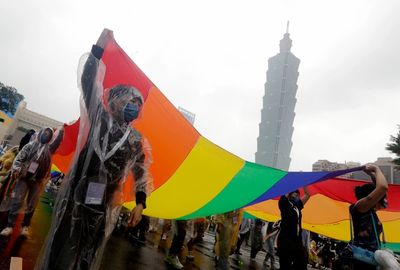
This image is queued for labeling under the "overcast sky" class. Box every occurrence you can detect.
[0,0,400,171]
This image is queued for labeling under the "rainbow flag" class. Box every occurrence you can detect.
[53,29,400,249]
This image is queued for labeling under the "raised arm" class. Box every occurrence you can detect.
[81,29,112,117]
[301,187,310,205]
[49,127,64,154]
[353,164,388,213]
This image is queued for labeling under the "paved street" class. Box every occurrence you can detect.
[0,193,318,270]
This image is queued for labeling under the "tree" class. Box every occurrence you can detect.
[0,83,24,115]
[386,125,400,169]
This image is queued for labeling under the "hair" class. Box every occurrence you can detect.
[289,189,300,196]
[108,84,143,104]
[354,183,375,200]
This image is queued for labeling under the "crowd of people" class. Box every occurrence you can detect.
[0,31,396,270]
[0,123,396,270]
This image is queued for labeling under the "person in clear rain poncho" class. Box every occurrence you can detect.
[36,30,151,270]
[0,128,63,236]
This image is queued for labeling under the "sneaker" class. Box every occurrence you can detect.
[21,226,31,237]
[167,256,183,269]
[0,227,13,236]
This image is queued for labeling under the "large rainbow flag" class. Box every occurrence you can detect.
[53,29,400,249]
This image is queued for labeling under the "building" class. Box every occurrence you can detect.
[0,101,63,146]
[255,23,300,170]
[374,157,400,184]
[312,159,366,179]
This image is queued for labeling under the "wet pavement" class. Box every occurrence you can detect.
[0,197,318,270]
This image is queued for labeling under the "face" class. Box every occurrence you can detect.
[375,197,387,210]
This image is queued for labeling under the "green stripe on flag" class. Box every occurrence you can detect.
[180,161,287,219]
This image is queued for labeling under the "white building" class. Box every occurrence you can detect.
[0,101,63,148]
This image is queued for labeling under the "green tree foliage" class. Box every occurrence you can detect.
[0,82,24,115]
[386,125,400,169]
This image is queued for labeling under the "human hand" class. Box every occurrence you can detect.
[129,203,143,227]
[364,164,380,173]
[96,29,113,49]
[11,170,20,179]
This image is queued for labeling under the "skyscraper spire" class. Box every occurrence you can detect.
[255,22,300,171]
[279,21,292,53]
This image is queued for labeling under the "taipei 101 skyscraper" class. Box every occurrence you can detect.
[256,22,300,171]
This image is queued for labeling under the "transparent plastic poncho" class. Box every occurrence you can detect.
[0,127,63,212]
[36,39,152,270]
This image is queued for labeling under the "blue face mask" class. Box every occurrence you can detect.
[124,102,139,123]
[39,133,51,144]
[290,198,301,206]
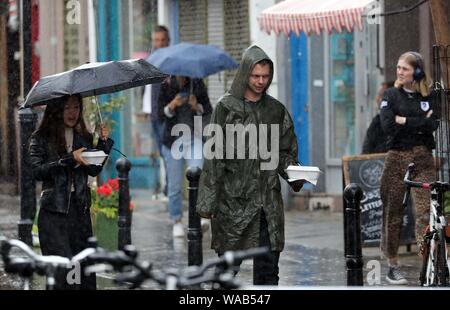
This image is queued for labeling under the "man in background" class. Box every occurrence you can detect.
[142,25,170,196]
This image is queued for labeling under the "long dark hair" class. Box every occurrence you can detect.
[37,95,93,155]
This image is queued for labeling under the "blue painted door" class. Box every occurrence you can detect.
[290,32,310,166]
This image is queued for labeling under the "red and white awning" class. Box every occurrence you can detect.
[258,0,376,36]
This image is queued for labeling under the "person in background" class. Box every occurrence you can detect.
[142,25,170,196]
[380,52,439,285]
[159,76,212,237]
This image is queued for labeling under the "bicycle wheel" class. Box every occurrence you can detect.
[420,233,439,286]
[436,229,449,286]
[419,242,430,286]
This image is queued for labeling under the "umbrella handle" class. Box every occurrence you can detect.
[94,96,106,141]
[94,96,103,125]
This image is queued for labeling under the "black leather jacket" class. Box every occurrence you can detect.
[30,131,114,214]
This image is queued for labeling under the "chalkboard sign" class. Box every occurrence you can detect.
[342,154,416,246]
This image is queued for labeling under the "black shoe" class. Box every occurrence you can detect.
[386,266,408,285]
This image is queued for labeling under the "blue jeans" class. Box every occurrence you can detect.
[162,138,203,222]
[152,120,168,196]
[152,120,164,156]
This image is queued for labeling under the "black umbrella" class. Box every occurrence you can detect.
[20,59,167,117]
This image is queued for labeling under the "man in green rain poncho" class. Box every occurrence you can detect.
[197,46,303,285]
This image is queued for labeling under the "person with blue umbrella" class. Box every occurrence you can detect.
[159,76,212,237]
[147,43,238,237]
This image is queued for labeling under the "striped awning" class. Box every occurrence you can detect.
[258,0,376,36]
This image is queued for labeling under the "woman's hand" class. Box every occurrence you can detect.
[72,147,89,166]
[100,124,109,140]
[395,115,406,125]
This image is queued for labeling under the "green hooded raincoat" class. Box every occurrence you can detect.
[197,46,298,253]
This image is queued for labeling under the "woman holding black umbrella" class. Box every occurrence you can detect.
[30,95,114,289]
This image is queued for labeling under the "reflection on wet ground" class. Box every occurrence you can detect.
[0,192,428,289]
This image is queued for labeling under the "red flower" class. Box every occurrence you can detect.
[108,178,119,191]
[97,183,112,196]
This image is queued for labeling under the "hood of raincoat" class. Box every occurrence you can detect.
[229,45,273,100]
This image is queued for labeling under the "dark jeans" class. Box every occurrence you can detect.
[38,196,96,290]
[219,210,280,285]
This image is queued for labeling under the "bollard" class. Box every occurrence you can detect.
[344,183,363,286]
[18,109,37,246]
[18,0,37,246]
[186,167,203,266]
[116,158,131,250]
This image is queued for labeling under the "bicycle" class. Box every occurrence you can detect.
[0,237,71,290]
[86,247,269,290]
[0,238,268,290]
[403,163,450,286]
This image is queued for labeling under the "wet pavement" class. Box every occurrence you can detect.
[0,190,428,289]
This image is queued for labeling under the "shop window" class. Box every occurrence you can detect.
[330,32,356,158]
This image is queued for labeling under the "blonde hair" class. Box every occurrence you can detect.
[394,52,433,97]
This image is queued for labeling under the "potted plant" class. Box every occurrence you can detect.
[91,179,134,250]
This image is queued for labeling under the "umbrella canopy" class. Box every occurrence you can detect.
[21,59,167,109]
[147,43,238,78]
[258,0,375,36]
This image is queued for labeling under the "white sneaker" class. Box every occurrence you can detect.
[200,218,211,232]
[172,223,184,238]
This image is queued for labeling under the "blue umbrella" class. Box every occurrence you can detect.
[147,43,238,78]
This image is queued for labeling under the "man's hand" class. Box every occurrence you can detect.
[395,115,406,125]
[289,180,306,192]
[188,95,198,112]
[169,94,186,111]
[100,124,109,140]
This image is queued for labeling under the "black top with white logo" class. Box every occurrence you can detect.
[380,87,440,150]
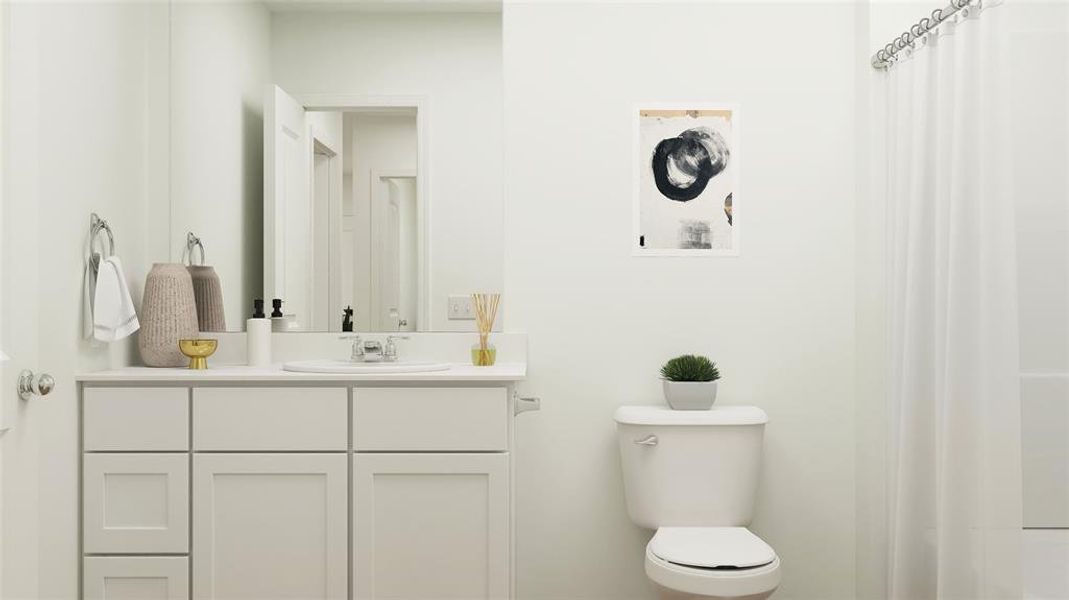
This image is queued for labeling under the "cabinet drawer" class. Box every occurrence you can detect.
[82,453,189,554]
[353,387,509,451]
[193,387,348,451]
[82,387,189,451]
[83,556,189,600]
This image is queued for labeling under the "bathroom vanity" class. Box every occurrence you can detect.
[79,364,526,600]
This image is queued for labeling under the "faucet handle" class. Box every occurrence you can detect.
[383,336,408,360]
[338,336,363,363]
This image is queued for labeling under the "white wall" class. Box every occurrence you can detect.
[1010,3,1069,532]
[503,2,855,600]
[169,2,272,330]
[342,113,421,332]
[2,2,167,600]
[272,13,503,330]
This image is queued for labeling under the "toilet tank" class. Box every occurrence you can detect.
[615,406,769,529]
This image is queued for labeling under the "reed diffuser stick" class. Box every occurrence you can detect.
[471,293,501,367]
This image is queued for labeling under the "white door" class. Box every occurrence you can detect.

● Task prompt
Rewrite all of the material above as a numbered list. Skip blank lines and leave out the pictures.

● Response
1. This image is queued for labeling under the "overcast sky" class. Box every occurrence you can detect.
2. [0,0,400,171]
3. This image is queued for labeling under the "rainbow flag" class. Box every occurrence you can detect.
4. [53,29,400,249]
5. This image is queued for labeling under the "raised arm" class. Box every occurrence you can detect.
6. [81,29,112,117]
7. [301,187,310,205]
8. [49,127,64,154]
9. [353,164,388,213]
10. This image is queued for labeling under the "paved street" class. Box every occurrence you can detect.
11. [0,193,318,270]
12. This image is queued for labeling under the "tree" class. Box every occurrence you can detect.
13. [0,83,24,115]
14. [386,125,400,169]
15. This image is queued for labeling under the "hair" class. Box every occurrence you can detect.
16. [289,189,300,196]
17. [108,84,143,104]
18. [354,183,375,200]
19. This image is queued for labeling under the "crowd of people" class. Box every occurrence you can detect.
20. [0,31,396,270]
21. [0,123,396,270]
22. This image is queued for labeling under the "person in clear rain poncho" class. Box every occurrence you can detect.
23. [36,30,151,270]
24. [0,128,63,236]
25. This image is queued for labeling under the "sneaker" class. Box every occurrence you can detect.
26. [21,226,31,237]
27. [167,256,183,269]
28. [0,227,13,236]
29. This image is queued for labeling under the "large rainbow flag" class. Box every occurrence you can detect.
30. [53,29,400,249]
31. This image is queued for labeling under the "building" class. Box every occurrence you can detect.
32. [0,101,63,146]
33. [255,23,300,170]
34. [374,157,400,184]
35. [312,159,366,179]
36. This image is queued for labeling under the "wet pavement" class. Box every occurrence you can detect.
37. [0,197,318,270]
38. This image is queued for labeling under the "face" class. Box every occurrence you can detect.
39. [375,197,387,210]
40. This image is queued for labeling under the "green stripe on flag" class. Box every occurrence you can detect.
41. [180,161,287,219]
42. This image is queued for labeling under the "white building" class. Box every occurrence you can detect.
43. [0,101,63,148]
44. This image is queued for labeling under the "green tree foliage" class. Box every occurrence you can detect.
45. [0,82,24,115]
46. [386,125,400,169]
47. This image is queued for labeling under the "human hand" class. Box every occurrence you can detect.
48. [129,203,143,227]
49. [364,164,380,173]
50. [96,29,113,49]
51. [11,170,20,179]
52. This image is queued for labeling under the "skyscraper spire" class. Box every occurrence you can detect.
53. [255,22,300,171]
54. [279,21,292,53]
55. This image is queued for labeling under the "taipei 101 skyscraper" class. Box every occurrence you can detect.
56. [256,22,300,171]
57. This image is queued for labeling under the "transparent plastic poncho" class. Box every occurrence you can detect.
58. [0,127,63,212]
59. [36,39,152,270]
60. This image is queued for labeling under the "blue face mask" class. Box every occurrence you can detect.
61. [124,102,139,123]
62. [39,133,51,144]
63. [290,198,301,206]
64. This image is queued for labeling under the "man in background" class. Box every occurrence you can detect.
65. [142,25,170,196]
66. This image is queued for labeling under the "long dark hair" class. Box every occurrence you can detect.
67. [37,95,93,155]
68. This image is queued for labeling under the "blue painted door" class. Box every occurrence you can detect.
69. [290,32,310,166]
70. This image is queued for labeling under the "red and white awning" class. Box every occurrence you can detect.
71. [258,0,376,36]
72. This image is queued for labeling under the "person in background" class. Box every occurrence you can detect.
73. [142,25,170,196]
74. [380,52,439,285]
75. [159,76,212,237]
76. This image is queued for labeling under the "bicycle wheel" class. Box every occurrence you can detect.
77. [420,233,439,286]
78. [436,229,449,286]
79. [419,242,430,286]
80. This image is queued for labeling under the "umbrella handle" class. Box every occurrence you can detect.
81. [94,96,106,141]
82. [94,96,103,125]
83. This image is queued for labeling under the "black leather jacket" class. Box every occurrence you can detect.
84. [30,131,114,214]
85. This image is queued for labeling under the "chalkboard sign" class. Box every occurrence you can detect.
86. [342,154,416,246]
87. This image is queued for labeling under the "black shoe" class. Box every occurrence you can detect.
88. [386,266,408,285]
89. This image is queued for labeling under the "blue jeans" class. Box every occurrence you can detect.
90. [162,138,203,222]
91. [152,120,168,196]
92. [152,120,164,156]
93. This image is queued for labeling under the "black umbrella" class. Box every occurrence you can detect.
94. [20,59,167,117]
95. This image is queued for labeling under the "man in green rain poncho" class. Box every occurrence you can detect.
96. [197,46,303,285]
97. This image is queued for labeling under the "person with blue umbrella" class. Box every occurrence you can detect.
98. [159,76,212,237]
99. [147,43,238,237]
100. This image is queued for labeling under the "striped awning" class. Box every occurrence you can detect.
101. [258,0,376,36]
102. This image is queued for labeling under the "woman's hand" class. Box every occurrence you can detect.
103. [72,147,89,166]
104. [100,124,109,140]
105. [395,115,406,125]
106. This image is queued for labeling under the "green hooded raincoat" class. Box every occurrence you can detect.
107. [197,46,298,253]
108. This image is queued for labeling under the "woman holding black umbrella" class. Box every occurrence you can detect.
109. [30,95,114,289]
110. This image is queued for labeling under the "reflection on wet ground" class. Box every occurrence you can detect.
111. [0,192,428,289]
112. This image is queued for labeling under the "red flower" class. Box every occurrence you can detect.
113. [108,178,119,191]
114. [97,183,112,196]
115. This image is queued for labeling under the "hood of raincoat" class. Box every occurrence you can detect.
116. [229,45,273,100]
117. This image is queued for labeling under the "dark jeans" class. Box every occurrence you can detect.
118. [38,196,96,290]
119. [219,210,280,285]
120. This image is queued for labeling under the "bollard" class. Box every occurrence you can detect.
121. [344,183,363,286]
122. [18,109,37,246]
123. [18,0,37,246]
124. [186,167,203,266]
125. [116,158,131,250]
126. This image is queued for labeling under the "bicycle" class. Box every occurrence you can detect.
127. [0,237,71,290]
128. [86,247,269,290]
129. [0,238,268,290]
130. [403,163,450,286]
131. This image is queued for labeling under the "wet pavement" class. Box every occurrence you can detect.
132. [0,190,428,289]
133. This image is queued for labeling under the "shop window" class. Box every occurrence you can detect.
134. [330,32,356,158]
135. This image is queued for labeling under the "blonde hair" class. Box every occurrence you can detect.
136. [394,52,433,97]
137. This image is queued for labeling under the "potted plant" class. Box every occurrence you can detect.
138. [91,179,134,250]
139. This image is queued for labeling under the "umbrella canopy" class. Box every occurrence you can detect.
140. [21,59,167,109]
141. [147,43,238,78]
142. [258,0,375,36]
143. This image is queued for labeling under the "white sneaker" class. Box every occurrence you can detect.
144. [200,218,211,232]
145. [172,223,184,238]
146. This image is queued for labeling under the "blue umbrella" class. Box every occurrence you can detect.
147. [147,43,238,78]
148. This image is queued for labeling under the "man's hand" class. Box every occurrence you can detect.
149. [395,115,406,125]
150. [289,180,306,192]
151. [188,95,198,112]
152. [169,94,186,111]
153. [100,124,109,140]
154. This image is queued for labeling under the "black top with white logo" class. Box every occurrence you can detect.
155. [380,87,440,150]
156. This image is queued for labeling under the "cabinet drawer" class. Box every occurrence you can detect.
157. [82,453,189,554]
158. [353,387,509,451]
159. [193,387,348,451]
160. [82,387,189,451]
161. [83,556,189,600]
162. This image is queued for labeling under the "bathroom vanity" class. Box every occurrence you can detect.
163. [79,364,526,600]
164. This image is queued for labeling under the "faucet handle" class. Box every occurrence you can detect.
165. [383,336,408,360]
166. [338,336,363,363]
167. This image is queued for labeling under the "white wall" class. Box every occurrence you can detect.
168. [1010,3,1069,532]
169. [503,2,855,600]
170. [169,2,272,330]
171. [342,113,421,332]
172. [2,2,167,600]
173. [272,13,503,330]
174. This image is queued for labeling under the "toilet tank" class. Box every occurrence you can detect.
175. [615,406,769,529]
176. This image is queued for labeling under the "reed diffuser stick" class. Box every occurrence you can detect.
177. [471,293,501,367]
178. This image is queued for labeling under the "white door" class. Box every occurrence you can detect.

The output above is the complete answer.